## Instructions to follow
Without including the pictures, copy each line below exactly as it reads.

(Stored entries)
= = = = = = =

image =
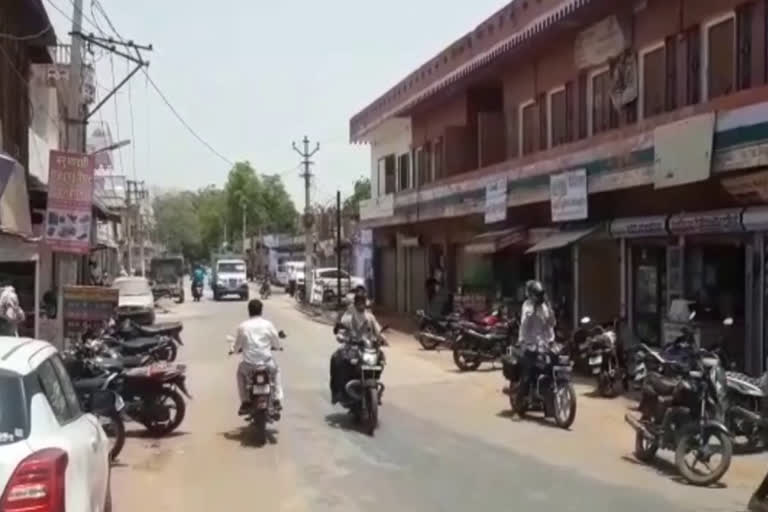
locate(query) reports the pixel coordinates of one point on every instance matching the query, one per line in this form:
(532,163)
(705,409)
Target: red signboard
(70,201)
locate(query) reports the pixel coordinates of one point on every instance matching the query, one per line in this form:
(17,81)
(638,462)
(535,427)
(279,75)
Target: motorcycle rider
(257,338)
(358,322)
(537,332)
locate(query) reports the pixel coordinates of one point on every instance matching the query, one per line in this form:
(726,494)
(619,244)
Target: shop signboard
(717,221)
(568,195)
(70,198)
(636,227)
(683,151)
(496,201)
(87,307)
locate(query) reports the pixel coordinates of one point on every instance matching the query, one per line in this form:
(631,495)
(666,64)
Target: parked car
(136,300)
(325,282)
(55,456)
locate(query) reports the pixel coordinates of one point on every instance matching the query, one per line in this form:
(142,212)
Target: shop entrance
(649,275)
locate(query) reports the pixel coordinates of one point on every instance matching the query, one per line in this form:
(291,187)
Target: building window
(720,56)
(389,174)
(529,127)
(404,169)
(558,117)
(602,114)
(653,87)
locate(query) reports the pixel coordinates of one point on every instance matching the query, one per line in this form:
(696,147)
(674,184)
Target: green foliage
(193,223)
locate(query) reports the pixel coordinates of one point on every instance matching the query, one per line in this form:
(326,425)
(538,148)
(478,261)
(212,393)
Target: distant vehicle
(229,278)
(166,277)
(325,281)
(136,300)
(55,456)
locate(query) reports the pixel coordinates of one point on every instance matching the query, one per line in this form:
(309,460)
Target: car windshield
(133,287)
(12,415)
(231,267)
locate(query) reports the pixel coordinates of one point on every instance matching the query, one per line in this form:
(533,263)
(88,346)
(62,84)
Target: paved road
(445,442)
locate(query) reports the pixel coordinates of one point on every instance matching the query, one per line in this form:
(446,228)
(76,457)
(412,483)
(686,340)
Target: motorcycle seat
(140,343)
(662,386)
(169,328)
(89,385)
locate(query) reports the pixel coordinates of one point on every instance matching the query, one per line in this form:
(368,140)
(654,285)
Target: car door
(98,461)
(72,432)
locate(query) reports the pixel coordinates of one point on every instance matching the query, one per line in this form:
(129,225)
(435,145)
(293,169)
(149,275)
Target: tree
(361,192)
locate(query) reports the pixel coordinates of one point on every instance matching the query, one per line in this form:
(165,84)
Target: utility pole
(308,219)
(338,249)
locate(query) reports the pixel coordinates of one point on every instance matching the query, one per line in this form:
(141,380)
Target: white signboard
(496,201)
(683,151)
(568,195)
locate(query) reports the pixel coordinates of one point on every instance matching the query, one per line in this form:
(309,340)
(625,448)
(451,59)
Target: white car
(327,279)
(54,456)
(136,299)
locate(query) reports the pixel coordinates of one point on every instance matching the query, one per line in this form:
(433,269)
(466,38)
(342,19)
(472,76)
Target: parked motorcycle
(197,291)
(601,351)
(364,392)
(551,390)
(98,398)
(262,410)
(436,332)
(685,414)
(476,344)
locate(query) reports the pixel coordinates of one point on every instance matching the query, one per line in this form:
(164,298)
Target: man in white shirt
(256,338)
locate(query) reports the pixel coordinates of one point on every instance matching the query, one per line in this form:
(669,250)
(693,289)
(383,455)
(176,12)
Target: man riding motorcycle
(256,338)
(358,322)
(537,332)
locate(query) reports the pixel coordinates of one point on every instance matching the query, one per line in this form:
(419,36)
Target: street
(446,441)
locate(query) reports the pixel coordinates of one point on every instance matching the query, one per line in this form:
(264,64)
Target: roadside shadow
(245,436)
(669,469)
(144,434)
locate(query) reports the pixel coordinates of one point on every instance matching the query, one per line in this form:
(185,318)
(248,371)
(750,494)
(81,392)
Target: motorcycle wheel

= = = = = = =

## Output of the task
image =
locate(query) reports the pixel coordinates of one point on every instance matching the query, one per line in this form:
(532,163)
(705,409)
Target: red signboard
(70,201)
locate(query) reports the pixel coordinates of one point on every instance matching the query, one per line in this form:
(17,81)
(638,462)
(535,427)
(279,75)
Target: motorcycle rider
(257,338)
(358,322)
(537,332)
locate(query) reports the pixel coordinates of one point on every instance matching the query, one per line in this form:
(726,494)
(619,244)
Target: shop signboard
(717,221)
(568,195)
(70,198)
(636,227)
(683,151)
(496,201)
(87,307)
locate(query) reports the pixel coordinates of one point on every instance matching the query, one per line in this form:
(631,495)
(666,64)
Target: parked car
(136,300)
(325,282)
(55,456)
locate(query) reports the pixel coordinates of one point on every instance matching the query, one per line in this form:
(142,212)
Target: shop entrance
(649,275)
locate(query) reports the pixel coordinates of one point on every instance matching the query, one per line in this form:
(291,187)
Target: building window
(720,56)
(389,174)
(529,127)
(404,169)
(558,117)
(602,114)
(653,87)
locate(query) reports the pixel coordinates of one point on every instance matching the query, one per line in this form:
(696,147)
(674,184)
Target: green foliage
(193,223)
locate(query) reports the pixel coordinates of one point on every instance matching the query, one per line in this form:
(326,425)
(538,148)
(478,261)
(212,393)
Target: distant vehicle
(229,278)
(166,277)
(325,281)
(136,300)
(55,456)
locate(query) reports the pixel coordinates of one point on every instance matching the query, one per line in this form:
(309,460)
Target: car windshield
(133,287)
(12,415)
(231,267)
locate(query) reports the pixel coordinates of one point on every instance matching the query, one per line in this form:
(533,263)
(88,346)
(62,84)
Target: paved road
(445,442)
locate(query) reports the pixel coordinates of one point on every instance matching the query, one per line in this form:
(446,228)
(76,457)
(412,483)
(686,340)
Target: motorcycle seat
(140,343)
(662,386)
(169,328)
(89,385)
locate(query) reports the pixel coordinates of one point on every instance matching the query, one per line in this form:
(368,140)
(654,285)
Target: car door
(98,461)
(72,432)
locate(query) reports the pixel coordinates of one point on every instance matching the query, one per line in this form:
(129,225)
(435,145)
(293,169)
(149,275)
Target: tree
(361,192)
locate(query) reports the pixel coordinates of one point on every instance matching the query, one per line in this form:
(165,84)
Target: utility pole
(308,219)
(338,249)
locate(query) reports the pixel coordinates of one point on every instance matching the query, one per line in this form:
(141,380)
Target: white signboard
(496,201)
(683,151)
(568,195)
locate(query) reports the pixel coordinates of one point on every instance matching the query, one per line in this form:
(309,340)
(625,448)
(451,59)
Target: white car
(327,279)
(54,456)
(136,299)
locate(query) reports the pixel coordinates of one point on every instance matching the query, one per line in this form:
(433,269)
(466,38)
(342,19)
(472,76)
Target: parked motorcycle
(197,291)
(601,351)
(364,392)
(551,390)
(98,398)
(262,410)
(436,332)
(685,414)
(476,344)
locate(query) reports the pixel coordinates of one point on every instance matching the query, one per line in this form:
(164,298)
Target: man in white shirt
(256,338)
locate(query) reports the pixel coordinates of one point on every instance matching the query, one per line in this form:
(669,250)
(693,289)
(383,455)
(176,12)
Target: man riding motorcycle
(256,338)
(358,322)
(537,332)
locate(query) reports the pixel coordinates of one point on every instance matching the query, one per line in this form:
(419,36)
Target: street
(446,441)
locate(query) reports the pixel coordinates of one point on every instance matching the query, one per line in this form:
(264,64)
Target: roadside shadow
(245,436)
(669,469)
(144,434)
locate(query) reports the pixel coordinates of one point on every instance matching the query, one per line in this form:
(185,318)
(248,371)
(750,494)
(81,392)
Target: motorcycle wheel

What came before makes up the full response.